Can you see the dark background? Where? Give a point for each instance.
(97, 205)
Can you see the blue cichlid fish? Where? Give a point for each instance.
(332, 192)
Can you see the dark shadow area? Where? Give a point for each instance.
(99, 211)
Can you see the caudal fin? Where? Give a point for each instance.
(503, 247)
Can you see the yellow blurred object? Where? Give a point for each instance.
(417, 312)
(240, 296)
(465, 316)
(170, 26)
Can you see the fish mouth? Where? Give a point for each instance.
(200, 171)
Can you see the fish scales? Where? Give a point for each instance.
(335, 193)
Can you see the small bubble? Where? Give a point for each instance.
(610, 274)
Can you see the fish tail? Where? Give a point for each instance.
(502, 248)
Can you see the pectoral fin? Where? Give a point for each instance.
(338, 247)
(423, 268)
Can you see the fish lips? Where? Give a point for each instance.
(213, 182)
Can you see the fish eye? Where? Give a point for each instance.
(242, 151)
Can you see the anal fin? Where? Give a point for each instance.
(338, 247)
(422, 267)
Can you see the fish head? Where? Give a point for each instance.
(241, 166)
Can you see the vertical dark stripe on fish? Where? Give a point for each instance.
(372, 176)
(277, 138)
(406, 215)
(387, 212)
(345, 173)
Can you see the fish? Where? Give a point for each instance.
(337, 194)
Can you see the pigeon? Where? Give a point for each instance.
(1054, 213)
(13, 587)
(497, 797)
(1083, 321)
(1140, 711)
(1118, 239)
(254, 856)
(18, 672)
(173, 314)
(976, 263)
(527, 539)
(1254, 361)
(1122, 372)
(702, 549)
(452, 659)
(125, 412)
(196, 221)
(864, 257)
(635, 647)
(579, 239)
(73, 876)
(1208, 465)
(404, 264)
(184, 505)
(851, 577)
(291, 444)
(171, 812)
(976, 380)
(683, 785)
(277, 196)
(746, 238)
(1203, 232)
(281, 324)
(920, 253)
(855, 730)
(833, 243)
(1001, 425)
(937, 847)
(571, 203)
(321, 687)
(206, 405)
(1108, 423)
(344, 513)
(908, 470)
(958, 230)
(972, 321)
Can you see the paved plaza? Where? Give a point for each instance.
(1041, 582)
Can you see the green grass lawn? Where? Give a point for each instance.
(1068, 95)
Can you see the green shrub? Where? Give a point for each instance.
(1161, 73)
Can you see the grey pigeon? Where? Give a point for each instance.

◆ ◆ ◆ ◆

PROBLEM DESCRIPTION - Rewrite every line of the listing, starting at the line that contains "Can you see the yellow" and ending at the last line of the listing, requests included. Multiply each point coordinate in the answers by 2.1 and round it to a whole number, with halves rounded up.

COMPLETE RESPONSE -
Can you see the yellow blurred object? Where? Give a point for each instance.
(876, 655)
(504, 622)
(977, 664)
(357, 55)
Can you see the fish mouth? Where? Give a point for each instance.
(420, 359)
Can you see the fish scales? Where? Give a point for each instance.
(704, 405)
Can you see the small bubble? Where? Give a point for each instance.
(1281, 575)
Can you see the fish tail? Where? Give a point for each instance.
(1054, 521)
Can you see the pectoral fin? Where? Give a point for each instance.
(710, 519)
(888, 563)
Can you see the fish lips? Where? Give a point for each instance.
(447, 382)
Can you see the fish eye? Where? Give a point for each instance.
(508, 317)
Can you see the anal fin? Where? Give a point for each instance.
(710, 519)
(886, 561)
Can you see the fish head? Where? Give a point for each instance.
(506, 349)
Can you see the vertical dark stripe on fish? Where? Give a point for each instance.
(781, 370)
(582, 290)
(853, 452)
(813, 445)
(725, 363)
Can you see the fish? Where? Give a point for each instance.
(708, 407)
Can you see the pigeon? Where? Give a point for each instance.
(2213, 447)
(27, 1233)
(1044, 1674)
(2274, 674)
(2394, 1493)
(2348, 502)
(533, 1798)
(38, 1411)
(363, 659)
(2050, 552)
(1107, 1132)
(2633, 758)
(2356, 781)
(1474, 1153)
(949, 1384)
(263, 865)
(412, 464)
(1814, 540)
(1334, 1359)
(1216, 502)
(153, 1840)
(2537, 977)
(848, 554)
(386, 1061)
(1787, 1212)
(611, 932)
(359, 1705)
(2050, 798)
(1434, 1649)
(582, 412)
(1567, 500)
(2526, 487)
(590, 680)
(1932, 531)
(1796, 1533)
(1749, 510)
(2102, 893)
(1968, 1779)
(1199, 426)
(674, 1443)
(433, 851)
(2327, 888)
(722, 1077)
(1907, 987)
(2012, 483)
(2041, 674)
Can you see the paved plaza? Where? Give a point for each instance.
(2186, 1222)
Can you see the green grass lawn? Where? Give a point for each instance.
(2243, 200)
Can you see the green shrub? Where? Give a point for each instance.
(2438, 153)
Can you see the grey pigeon? Where? Give a point for each instance.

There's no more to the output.